#### WHAT IS NEEDED:
Add 4 to every x and y coordinate in the answers of the records below, from the line that contains "Q: Locate the white sandy" through the end of the records, and reproduce all of those lines, requests included. Leave the numbers in the requests and in their format samples unchanged.

#### THE RECORDS:
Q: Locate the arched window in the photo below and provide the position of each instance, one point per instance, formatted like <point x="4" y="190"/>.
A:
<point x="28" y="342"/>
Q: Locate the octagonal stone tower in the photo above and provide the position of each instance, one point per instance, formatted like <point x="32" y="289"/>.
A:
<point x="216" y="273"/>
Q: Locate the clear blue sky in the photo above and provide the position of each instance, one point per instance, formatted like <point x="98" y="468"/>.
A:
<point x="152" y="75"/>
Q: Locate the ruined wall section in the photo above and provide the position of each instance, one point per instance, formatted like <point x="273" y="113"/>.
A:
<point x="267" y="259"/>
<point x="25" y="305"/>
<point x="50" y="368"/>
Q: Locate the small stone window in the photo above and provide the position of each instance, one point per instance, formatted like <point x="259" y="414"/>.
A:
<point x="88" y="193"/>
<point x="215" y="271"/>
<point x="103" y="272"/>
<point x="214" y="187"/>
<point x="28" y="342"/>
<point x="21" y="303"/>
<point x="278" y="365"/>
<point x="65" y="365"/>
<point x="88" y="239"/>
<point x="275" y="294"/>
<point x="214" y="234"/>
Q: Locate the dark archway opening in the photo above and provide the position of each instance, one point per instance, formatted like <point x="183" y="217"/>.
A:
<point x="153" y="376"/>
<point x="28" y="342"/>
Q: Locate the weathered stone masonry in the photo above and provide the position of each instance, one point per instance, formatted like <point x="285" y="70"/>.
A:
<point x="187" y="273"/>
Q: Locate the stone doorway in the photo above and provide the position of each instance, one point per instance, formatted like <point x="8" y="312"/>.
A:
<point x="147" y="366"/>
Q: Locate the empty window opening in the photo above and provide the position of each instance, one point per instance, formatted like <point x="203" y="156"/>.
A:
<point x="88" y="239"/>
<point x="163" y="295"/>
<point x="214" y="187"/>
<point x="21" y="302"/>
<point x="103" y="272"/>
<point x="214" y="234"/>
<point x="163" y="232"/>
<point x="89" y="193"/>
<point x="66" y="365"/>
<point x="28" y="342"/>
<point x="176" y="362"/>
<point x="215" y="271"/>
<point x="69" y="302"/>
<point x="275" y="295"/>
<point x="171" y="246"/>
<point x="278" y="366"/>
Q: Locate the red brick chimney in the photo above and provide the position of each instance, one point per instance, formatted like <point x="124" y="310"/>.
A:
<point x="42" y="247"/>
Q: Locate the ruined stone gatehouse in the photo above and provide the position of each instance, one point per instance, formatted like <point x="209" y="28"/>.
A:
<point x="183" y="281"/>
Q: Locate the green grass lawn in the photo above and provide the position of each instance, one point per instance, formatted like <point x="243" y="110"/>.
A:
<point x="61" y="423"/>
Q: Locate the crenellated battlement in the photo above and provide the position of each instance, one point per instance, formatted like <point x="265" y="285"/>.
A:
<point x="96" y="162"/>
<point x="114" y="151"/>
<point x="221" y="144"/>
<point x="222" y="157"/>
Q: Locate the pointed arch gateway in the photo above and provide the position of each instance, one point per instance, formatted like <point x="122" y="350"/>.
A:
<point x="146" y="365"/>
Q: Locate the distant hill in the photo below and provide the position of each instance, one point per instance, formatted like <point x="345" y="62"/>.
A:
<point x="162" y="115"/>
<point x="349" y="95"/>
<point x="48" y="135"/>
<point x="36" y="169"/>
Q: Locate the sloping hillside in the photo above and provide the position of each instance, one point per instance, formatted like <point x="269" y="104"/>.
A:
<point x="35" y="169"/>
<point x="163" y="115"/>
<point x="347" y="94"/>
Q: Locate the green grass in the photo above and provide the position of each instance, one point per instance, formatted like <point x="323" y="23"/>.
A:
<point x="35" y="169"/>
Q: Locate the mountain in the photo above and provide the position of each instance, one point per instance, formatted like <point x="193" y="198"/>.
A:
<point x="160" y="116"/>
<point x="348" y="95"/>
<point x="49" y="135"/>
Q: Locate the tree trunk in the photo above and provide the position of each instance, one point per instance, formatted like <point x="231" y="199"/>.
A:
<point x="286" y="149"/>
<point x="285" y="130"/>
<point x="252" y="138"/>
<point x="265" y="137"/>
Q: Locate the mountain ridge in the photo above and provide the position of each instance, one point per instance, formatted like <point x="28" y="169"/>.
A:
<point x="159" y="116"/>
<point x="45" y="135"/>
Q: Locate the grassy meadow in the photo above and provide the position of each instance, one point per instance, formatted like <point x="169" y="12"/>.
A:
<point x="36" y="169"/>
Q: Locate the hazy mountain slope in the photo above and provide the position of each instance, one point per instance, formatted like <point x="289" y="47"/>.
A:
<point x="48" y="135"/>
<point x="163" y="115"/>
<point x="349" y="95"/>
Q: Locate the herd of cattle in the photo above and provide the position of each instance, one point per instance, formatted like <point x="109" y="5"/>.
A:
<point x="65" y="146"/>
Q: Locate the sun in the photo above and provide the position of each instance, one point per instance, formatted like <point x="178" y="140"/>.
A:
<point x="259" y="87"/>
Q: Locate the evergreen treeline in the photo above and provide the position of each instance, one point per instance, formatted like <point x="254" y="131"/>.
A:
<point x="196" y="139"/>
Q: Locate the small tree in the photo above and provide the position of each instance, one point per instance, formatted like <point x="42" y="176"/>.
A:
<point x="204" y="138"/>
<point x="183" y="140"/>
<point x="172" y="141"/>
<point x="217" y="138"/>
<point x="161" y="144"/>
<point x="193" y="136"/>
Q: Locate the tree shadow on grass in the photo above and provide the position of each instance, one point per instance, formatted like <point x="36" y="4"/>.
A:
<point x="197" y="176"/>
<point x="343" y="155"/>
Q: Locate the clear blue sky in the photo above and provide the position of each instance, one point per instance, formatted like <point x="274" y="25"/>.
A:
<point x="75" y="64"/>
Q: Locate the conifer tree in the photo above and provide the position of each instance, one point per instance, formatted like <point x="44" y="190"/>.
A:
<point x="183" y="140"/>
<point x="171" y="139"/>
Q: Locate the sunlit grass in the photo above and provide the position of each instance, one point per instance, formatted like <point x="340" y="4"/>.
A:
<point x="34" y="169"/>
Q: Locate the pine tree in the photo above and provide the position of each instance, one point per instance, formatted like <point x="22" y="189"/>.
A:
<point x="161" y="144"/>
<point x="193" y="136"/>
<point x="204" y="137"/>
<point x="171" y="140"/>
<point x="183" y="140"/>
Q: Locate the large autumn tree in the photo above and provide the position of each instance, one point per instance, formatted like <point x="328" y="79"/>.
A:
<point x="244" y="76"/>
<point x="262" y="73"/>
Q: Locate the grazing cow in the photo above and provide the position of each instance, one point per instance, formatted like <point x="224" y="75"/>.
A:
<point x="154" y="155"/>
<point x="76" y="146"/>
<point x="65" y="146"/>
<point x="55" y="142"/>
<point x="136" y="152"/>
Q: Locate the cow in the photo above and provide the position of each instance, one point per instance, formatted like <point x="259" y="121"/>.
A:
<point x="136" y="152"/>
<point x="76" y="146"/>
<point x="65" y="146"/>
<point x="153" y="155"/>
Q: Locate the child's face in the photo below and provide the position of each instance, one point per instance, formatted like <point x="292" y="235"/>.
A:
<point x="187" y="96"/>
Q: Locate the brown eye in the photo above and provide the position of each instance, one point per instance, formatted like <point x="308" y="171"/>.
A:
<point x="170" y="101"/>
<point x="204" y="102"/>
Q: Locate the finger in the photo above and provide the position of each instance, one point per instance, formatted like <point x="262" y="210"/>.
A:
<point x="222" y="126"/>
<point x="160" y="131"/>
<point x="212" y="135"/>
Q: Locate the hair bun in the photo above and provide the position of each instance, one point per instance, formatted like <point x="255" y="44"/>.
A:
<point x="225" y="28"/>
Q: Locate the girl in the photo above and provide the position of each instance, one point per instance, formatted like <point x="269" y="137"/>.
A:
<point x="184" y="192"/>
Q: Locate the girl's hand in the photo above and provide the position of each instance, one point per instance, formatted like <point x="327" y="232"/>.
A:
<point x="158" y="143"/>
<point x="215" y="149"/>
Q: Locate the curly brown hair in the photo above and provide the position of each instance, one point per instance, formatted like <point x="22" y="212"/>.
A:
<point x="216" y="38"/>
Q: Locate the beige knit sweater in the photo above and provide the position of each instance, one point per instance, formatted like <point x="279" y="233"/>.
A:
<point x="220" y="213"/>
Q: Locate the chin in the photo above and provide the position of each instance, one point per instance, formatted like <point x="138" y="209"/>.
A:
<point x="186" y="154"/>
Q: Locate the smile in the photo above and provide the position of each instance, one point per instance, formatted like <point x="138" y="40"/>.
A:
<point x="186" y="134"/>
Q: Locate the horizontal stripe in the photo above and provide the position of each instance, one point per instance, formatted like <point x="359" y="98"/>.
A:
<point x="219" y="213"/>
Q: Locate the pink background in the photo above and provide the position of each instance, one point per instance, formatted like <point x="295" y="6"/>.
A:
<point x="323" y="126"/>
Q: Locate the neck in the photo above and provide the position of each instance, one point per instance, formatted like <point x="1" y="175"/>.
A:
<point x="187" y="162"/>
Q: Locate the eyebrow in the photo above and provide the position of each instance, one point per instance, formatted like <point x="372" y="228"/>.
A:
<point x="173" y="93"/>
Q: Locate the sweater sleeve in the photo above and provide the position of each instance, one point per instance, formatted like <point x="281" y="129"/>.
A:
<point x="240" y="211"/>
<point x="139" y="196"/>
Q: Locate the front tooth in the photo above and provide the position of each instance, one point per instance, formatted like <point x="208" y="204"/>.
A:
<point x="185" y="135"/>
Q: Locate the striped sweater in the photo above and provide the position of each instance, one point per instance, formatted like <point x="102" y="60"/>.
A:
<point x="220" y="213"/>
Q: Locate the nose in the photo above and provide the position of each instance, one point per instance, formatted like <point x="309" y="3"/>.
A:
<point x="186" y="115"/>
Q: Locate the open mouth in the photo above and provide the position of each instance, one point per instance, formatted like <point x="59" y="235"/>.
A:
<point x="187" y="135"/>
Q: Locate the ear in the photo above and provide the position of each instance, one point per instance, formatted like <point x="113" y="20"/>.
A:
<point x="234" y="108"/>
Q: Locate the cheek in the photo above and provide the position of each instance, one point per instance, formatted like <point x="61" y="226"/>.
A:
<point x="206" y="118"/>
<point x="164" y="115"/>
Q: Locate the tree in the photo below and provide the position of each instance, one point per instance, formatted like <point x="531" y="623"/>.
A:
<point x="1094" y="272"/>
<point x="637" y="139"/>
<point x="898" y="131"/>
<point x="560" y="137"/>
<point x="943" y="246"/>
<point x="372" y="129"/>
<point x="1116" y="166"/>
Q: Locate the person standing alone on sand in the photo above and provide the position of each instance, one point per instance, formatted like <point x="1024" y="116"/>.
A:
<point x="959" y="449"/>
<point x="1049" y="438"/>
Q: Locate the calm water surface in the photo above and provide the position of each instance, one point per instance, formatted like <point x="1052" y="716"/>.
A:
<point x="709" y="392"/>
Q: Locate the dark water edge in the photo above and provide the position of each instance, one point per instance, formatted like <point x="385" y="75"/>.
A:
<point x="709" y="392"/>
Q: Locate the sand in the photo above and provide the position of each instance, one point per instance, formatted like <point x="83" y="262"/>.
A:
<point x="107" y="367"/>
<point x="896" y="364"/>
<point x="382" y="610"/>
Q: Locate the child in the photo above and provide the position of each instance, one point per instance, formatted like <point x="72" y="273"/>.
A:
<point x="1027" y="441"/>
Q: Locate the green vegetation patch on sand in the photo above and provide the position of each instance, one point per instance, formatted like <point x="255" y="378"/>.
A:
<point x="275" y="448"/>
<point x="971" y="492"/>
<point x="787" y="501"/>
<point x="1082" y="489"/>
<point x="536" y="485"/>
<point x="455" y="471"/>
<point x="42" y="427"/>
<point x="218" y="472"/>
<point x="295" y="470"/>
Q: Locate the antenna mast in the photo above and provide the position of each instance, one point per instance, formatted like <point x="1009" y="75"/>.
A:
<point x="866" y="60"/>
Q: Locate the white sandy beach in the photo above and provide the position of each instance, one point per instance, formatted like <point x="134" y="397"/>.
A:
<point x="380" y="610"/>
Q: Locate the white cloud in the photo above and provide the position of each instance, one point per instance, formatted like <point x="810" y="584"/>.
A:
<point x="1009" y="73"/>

#### CORRECT RESPONSE:
Q: Locate the white sandy beach in the photo above and provide the position of each instance, one point per instance, formatted like <point x="134" y="397"/>.
A:
<point x="384" y="614"/>
Q: Locate the white cloud in the photo above and provide the position of each instance, one point per instance, formatted like <point x="810" y="584"/>.
A:
<point x="1013" y="77"/>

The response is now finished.